[PROBLEM TO SOLVE] Rewrite every line of the entries below, requests included, scaling each polygon coordinate in the answers by 0.9 and rounding to whole numbers, with halves rounded up. Numbers in the requests stay unchanged.
— begin SUPPLIED RECORDS —
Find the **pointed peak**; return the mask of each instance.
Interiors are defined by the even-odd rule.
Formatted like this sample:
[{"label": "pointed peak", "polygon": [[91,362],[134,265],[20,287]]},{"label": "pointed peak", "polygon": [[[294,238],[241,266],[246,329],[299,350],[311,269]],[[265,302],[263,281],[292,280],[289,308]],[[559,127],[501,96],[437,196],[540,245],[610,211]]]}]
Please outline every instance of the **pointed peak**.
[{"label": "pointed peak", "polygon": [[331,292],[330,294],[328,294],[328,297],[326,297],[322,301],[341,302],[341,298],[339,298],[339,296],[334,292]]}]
— end SUPPLIED RECORDS —
[SOLUTION TO THIS TASK]
Find the **pointed peak**; return the mask of each instance.
Interiors are defined by the even-odd rule.
Formatted like this sample:
[{"label": "pointed peak", "polygon": [[91,362],[134,265],[20,287]]},{"label": "pointed peak", "polygon": [[[294,238],[241,266],[246,329],[299,350],[311,269]],[[265,302],[263,281],[292,280],[289,308]],[[559,127],[501,96],[437,196],[540,245],[610,211]]]}]
Please outline every instance of the **pointed peak**.
[{"label": "pointed peak", "polygon": [[298,263],[297,265],[295,265],[295,267],[293,267],[290,271],[307,272],[307,268],[305,268],[305,266],[301,263]]}]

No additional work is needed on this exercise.